* **What to do**
1. In the biography of Nexar Antonio Flores, list every country named as a noun.
2. Reproduce word for word the passage of the Nexar Antonio Flores biography starting at "Nexar Antonio Flores" and ending at "Affairs Pekka Haavisto.".

Ecuadorian-Finnish artist (born 1978)

Nexar Antonio Flores (born 28 July 1978) is an Ecuadorian and Finnish fashion stylist and make-up artist who is the partner of Finnish presidential candidate and former Minister for Foreign Affairs Pekka Haavisto.

== Early life and youth ==
Flores was born on 28 July 1978, in Esmeraldas, in the province of the same name of Ecuador. At the age of 16, Flores came out as gay to his parents, moving with an aunt in Quito soon after that due to lack of understanding and acceptance by his parents over his sexual orientation. In the capital, Flores began studying to become a certified public accountant. However, he never worked in that field, instead working at a bar in Quito while pursuing other studies in hairdressing and beauty. In 1996, Flores moved away from Ecuador, first living in Panama before settling in Bogotá, Colombia, where he worked as an assistant beautician at a salon.

* **Dataset entries**
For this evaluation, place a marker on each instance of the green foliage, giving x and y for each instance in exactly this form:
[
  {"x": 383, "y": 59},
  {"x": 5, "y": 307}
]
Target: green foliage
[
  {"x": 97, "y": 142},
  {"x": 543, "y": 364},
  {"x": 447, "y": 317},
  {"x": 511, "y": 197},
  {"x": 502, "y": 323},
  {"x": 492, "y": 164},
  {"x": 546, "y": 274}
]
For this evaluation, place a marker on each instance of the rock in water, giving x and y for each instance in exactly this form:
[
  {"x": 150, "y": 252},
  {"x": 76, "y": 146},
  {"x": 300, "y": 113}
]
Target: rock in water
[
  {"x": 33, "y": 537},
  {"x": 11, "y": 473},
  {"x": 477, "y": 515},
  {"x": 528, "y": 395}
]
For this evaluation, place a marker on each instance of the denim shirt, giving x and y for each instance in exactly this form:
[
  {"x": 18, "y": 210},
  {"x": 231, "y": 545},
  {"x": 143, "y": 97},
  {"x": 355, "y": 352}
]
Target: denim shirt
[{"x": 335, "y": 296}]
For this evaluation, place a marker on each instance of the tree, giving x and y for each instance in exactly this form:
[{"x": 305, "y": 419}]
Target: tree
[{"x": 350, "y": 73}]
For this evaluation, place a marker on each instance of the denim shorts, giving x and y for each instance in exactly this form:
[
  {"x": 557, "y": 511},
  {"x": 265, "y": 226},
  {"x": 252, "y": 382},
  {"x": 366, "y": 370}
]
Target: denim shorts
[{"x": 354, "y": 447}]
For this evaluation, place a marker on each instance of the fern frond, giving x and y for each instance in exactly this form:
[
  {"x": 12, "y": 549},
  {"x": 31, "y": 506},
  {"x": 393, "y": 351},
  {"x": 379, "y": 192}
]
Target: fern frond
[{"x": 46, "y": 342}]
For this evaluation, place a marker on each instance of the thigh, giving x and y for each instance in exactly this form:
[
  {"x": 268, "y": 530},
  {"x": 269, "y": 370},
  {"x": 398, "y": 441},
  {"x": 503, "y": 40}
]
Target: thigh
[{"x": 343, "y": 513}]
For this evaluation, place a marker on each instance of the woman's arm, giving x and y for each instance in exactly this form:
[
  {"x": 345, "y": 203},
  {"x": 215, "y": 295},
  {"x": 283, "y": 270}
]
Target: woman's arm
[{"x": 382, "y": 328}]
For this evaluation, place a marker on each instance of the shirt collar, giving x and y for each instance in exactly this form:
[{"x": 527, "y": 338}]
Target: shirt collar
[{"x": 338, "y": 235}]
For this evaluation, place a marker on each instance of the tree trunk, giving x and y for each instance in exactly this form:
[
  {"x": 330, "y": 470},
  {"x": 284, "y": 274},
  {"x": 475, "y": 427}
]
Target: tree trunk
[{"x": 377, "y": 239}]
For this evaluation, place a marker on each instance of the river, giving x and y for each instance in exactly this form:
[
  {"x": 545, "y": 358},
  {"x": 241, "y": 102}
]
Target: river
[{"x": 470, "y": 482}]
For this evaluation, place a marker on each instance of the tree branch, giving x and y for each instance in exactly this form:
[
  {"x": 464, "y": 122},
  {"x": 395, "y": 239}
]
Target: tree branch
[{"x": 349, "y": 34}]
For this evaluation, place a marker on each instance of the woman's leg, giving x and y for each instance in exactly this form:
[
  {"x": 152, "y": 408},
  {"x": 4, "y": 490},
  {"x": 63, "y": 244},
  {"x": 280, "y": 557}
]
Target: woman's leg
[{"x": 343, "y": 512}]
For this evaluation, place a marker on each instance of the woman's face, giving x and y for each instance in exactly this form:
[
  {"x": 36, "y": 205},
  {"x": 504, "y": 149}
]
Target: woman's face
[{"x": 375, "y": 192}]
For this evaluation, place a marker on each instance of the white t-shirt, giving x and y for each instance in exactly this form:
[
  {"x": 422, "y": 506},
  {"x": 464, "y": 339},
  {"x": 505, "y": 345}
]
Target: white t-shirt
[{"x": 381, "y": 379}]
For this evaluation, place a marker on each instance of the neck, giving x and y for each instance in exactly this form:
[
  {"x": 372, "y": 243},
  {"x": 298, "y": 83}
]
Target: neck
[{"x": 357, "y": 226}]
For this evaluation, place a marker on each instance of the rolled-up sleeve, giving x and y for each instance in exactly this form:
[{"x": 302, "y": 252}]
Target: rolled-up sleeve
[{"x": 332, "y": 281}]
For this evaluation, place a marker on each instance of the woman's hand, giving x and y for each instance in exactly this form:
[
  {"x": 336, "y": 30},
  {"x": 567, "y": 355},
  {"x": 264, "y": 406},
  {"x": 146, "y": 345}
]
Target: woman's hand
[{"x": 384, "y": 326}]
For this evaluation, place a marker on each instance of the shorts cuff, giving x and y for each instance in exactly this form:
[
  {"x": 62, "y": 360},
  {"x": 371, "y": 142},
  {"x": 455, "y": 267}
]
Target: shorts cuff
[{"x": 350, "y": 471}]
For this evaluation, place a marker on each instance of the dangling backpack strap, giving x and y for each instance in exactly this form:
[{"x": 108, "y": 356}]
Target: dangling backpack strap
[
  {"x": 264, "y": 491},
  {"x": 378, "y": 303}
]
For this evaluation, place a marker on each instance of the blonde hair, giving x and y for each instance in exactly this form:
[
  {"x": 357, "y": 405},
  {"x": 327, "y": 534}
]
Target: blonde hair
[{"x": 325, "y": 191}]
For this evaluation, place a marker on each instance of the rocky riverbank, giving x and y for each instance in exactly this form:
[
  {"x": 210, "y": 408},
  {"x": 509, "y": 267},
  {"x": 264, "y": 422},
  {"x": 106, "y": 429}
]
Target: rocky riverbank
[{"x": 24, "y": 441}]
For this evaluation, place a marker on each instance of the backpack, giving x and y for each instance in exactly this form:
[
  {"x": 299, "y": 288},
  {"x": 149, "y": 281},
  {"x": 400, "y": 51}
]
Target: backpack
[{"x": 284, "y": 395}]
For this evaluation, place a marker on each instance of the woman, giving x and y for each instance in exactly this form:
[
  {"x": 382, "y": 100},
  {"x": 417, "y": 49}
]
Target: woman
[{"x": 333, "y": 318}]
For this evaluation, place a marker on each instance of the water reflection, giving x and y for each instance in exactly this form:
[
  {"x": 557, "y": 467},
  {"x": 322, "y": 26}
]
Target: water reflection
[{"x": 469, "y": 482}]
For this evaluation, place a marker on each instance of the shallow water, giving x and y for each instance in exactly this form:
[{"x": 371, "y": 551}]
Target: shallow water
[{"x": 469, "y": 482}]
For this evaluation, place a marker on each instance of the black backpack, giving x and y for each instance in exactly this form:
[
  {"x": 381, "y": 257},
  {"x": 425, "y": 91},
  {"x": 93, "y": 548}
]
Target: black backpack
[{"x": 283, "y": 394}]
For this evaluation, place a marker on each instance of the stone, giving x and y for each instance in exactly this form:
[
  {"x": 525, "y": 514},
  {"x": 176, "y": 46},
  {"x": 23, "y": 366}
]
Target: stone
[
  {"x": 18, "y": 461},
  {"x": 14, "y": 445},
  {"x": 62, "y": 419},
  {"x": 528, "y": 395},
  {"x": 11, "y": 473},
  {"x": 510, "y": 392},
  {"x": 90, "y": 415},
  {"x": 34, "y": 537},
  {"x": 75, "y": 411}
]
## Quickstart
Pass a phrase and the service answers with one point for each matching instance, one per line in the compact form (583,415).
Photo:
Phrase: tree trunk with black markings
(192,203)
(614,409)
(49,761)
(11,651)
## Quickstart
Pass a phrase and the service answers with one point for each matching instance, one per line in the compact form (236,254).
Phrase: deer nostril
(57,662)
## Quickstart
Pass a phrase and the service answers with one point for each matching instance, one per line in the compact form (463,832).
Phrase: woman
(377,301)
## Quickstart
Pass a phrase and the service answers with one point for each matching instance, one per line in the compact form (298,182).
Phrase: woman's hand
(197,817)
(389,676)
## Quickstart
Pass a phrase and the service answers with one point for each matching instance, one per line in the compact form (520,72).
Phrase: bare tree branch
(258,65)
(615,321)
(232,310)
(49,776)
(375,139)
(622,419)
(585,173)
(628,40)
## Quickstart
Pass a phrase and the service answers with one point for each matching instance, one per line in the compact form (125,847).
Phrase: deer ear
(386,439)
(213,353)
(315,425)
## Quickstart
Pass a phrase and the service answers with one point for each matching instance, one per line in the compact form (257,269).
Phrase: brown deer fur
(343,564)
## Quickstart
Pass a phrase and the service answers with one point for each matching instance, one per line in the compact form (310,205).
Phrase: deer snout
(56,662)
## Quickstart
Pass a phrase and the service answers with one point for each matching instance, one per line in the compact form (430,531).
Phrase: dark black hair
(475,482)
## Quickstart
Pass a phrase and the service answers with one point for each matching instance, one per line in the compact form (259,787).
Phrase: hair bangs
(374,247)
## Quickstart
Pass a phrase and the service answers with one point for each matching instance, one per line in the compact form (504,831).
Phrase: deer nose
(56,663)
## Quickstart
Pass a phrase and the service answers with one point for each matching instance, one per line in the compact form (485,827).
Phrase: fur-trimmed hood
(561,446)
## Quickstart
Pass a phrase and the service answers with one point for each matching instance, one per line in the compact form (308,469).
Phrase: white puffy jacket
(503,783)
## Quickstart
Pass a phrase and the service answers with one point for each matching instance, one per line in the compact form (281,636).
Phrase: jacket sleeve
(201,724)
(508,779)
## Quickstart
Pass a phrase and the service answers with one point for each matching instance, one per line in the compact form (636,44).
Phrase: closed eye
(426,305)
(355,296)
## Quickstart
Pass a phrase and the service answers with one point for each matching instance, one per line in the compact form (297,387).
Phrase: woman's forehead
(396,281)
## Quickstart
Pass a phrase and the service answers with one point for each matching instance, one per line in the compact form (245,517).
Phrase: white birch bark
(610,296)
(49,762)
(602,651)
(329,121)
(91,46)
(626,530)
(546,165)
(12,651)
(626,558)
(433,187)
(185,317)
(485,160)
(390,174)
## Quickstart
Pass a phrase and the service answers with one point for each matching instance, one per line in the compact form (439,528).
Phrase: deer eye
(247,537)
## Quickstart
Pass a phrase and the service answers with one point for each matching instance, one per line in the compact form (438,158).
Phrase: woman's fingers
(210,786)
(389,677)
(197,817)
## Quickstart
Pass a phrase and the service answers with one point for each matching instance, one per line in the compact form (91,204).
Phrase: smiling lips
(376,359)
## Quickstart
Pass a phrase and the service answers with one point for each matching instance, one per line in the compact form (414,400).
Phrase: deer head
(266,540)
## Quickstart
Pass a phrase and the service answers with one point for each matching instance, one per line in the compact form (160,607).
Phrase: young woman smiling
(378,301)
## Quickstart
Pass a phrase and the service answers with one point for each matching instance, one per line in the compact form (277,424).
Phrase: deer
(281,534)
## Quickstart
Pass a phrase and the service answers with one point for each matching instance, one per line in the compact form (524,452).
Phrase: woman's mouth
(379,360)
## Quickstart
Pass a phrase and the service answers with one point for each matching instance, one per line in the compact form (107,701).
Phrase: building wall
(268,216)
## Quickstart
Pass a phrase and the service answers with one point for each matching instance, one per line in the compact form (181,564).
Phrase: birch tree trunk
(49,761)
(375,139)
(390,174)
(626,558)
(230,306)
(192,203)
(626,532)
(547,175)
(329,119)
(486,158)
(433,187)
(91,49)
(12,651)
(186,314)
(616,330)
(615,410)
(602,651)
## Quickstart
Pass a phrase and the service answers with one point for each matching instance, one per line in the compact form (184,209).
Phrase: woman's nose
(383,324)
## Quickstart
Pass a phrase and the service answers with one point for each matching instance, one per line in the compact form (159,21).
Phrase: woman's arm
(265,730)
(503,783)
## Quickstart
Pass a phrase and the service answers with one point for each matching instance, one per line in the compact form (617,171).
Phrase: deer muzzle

* **Full solutions**
1. Ecuador, Panama, Colombia

2.
Nexar Antonio Flores (born 28 July 1978) is an Ecuadorian and Finnish fashion stylist and make-up artist who is the partner of Finnish presidential candidate and former Minister for Foreign Affairs Pekka Haavisto.